[Excerpt from a dataset]
________
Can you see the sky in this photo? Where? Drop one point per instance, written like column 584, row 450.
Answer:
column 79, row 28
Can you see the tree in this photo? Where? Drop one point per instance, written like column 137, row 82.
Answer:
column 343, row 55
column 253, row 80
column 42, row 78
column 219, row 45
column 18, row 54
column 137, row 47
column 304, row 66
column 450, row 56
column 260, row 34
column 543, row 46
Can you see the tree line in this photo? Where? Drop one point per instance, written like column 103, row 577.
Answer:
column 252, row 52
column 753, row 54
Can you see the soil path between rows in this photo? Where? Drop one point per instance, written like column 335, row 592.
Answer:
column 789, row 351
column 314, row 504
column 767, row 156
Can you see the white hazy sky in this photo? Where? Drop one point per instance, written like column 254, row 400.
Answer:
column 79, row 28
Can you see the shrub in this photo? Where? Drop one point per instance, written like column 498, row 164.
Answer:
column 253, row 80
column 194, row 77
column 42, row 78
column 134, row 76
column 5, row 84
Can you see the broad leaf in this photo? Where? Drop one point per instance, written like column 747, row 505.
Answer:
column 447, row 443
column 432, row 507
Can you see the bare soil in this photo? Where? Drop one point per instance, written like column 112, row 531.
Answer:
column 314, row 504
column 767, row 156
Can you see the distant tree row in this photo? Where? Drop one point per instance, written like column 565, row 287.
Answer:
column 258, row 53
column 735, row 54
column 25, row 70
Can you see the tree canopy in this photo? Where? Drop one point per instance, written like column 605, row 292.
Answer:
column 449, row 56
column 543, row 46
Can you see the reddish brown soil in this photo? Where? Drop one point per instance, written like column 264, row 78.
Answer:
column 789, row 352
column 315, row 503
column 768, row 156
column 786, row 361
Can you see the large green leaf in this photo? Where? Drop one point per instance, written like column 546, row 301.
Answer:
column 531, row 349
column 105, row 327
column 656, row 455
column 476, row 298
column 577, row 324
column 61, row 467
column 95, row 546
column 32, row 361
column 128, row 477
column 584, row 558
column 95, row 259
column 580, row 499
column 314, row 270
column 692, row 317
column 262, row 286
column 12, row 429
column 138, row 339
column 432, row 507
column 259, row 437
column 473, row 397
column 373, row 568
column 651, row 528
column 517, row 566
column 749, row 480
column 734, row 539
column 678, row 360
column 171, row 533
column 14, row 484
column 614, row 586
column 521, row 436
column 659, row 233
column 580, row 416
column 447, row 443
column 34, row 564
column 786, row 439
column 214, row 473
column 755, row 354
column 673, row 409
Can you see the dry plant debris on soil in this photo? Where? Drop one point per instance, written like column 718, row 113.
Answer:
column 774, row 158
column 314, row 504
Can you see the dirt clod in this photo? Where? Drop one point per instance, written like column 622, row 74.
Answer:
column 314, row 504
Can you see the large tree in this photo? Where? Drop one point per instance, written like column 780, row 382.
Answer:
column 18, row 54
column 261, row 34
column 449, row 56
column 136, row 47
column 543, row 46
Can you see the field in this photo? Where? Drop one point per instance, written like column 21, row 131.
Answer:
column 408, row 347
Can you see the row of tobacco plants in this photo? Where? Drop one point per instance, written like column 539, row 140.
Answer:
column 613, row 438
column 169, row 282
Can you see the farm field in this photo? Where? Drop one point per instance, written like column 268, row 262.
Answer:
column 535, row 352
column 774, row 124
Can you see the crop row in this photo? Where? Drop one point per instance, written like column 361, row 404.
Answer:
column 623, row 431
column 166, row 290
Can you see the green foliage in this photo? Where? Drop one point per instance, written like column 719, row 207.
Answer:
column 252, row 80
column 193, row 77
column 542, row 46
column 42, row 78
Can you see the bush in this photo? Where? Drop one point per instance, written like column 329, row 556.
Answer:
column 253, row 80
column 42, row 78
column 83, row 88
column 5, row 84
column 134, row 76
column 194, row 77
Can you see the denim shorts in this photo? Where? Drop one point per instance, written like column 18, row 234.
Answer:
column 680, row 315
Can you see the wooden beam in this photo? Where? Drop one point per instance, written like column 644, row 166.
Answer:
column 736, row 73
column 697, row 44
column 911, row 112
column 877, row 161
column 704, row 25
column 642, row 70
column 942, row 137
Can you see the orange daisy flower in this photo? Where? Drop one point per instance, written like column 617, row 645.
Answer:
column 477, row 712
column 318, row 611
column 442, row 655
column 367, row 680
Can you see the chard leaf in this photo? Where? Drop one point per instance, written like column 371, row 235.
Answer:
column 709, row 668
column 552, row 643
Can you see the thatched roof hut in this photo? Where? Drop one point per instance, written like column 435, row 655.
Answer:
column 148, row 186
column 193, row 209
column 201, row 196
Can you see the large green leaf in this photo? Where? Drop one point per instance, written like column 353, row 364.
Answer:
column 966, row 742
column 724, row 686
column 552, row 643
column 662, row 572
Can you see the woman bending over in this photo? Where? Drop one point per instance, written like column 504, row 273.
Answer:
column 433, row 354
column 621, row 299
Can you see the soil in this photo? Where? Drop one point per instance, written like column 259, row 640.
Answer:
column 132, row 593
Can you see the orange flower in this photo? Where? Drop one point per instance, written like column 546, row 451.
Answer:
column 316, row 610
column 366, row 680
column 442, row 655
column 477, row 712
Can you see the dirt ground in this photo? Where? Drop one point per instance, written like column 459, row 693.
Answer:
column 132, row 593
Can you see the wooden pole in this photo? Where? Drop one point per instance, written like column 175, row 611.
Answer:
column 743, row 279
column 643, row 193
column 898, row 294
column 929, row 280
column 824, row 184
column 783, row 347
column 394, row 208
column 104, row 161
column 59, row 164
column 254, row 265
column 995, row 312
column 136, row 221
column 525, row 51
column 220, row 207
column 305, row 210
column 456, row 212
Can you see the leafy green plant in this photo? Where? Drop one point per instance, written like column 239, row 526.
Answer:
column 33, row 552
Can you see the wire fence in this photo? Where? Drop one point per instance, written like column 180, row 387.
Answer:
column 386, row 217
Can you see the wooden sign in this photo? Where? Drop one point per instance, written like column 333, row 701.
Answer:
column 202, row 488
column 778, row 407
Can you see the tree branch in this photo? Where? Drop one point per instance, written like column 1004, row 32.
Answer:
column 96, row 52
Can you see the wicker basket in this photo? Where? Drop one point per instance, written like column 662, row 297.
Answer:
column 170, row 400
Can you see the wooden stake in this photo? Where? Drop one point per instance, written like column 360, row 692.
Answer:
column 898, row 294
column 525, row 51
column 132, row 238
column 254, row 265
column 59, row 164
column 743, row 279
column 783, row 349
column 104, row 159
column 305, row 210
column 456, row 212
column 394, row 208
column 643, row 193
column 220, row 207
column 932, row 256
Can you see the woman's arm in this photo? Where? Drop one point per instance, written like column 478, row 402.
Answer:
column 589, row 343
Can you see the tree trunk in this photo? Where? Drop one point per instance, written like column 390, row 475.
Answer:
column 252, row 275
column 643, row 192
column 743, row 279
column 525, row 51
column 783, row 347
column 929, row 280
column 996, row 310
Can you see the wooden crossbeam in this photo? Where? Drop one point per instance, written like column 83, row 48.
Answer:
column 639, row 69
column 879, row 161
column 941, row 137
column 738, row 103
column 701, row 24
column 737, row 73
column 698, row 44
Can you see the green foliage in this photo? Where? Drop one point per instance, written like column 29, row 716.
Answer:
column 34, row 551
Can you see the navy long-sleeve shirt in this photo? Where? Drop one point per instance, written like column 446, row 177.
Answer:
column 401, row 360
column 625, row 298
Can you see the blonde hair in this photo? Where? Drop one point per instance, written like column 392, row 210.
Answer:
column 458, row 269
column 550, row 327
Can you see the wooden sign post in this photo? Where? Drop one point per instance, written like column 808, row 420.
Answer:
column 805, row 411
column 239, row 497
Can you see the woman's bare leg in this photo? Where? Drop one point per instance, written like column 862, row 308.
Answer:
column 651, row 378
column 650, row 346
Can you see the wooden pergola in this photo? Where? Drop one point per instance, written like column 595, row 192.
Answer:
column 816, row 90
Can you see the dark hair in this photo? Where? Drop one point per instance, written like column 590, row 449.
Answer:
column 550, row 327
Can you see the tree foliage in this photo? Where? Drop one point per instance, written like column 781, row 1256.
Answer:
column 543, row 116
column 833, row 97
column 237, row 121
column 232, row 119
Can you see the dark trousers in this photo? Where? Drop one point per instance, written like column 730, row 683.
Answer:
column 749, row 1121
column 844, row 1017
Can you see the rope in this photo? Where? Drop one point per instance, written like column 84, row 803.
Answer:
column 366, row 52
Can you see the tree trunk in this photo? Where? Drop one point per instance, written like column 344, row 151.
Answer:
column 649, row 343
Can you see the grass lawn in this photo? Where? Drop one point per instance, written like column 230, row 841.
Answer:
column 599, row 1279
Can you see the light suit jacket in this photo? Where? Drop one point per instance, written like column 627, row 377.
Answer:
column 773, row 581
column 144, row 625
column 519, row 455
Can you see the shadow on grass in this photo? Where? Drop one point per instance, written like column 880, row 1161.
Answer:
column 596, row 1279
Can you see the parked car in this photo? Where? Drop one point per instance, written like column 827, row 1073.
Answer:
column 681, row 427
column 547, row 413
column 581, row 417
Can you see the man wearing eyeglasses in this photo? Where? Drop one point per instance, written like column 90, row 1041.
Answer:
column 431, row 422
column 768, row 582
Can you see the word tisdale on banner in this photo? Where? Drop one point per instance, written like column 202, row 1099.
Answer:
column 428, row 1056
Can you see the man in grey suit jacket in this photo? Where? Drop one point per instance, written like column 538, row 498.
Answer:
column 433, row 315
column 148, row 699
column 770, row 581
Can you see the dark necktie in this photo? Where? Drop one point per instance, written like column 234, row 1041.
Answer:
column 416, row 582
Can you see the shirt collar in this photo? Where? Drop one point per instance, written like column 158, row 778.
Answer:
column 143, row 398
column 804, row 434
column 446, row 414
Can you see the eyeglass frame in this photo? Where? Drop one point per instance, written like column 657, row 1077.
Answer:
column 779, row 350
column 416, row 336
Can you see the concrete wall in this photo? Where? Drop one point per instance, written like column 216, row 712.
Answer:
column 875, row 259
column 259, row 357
________
WHAT YOU ARE ASKED TO DO:
Give back, unchanged, every line from the one with "Can you see the shadow" to the end of the entries above.

FINISHED ANSWER:
Can you see the shadow on grass in this photo? Where? Drop one point per instance, written like column 880, row 1161.
Answer:
column 596, row 1279
Can you see the parked car in this photo? Where? Drop one point per instance, written like column 827, row 1073.
Answer:
column 681, row 427
column 547, row 413
column 581, row 417
Can you see the man wearing eyeglasses in this photo? Where? Drop one point per instance, written like column 90, row 1041.
Answer:
column 431, row 422
column 768, row 582
Can you see the word tisdale on banner in this photo? Where? Drop one point per instance, written like column 202, row 1099.
Answer:
column 428, row 1056
Can you see the man in grey suit jacket in this photo? Where? Drop one point per instance, written like column 538, row 498.
Answer:
column 433, row 315
column 148, row 699
column 770, row 581
Can you see the dark necktie in this photo? Where? Drop one point per instance, written like column 234, row 1041.
Answer:
column 416, row 582
Can you see the shirt collar in this photo? Where? Drop one point per instance, written like column 158, row 778.
Answer:
column 143, row 398
column 804, row 434
column 446, row 414
Can you see the eyeglass frame in this photo? Where? Drop one point per instance, written like column 657, row 1077.
Answer:
column 779, row 350
column 416, row 336
Can you see the concrete wall in this photo? Where? Drop one point per instance, written like column 216, row 712.
Answer:
column 875, row 259
column 259, row 357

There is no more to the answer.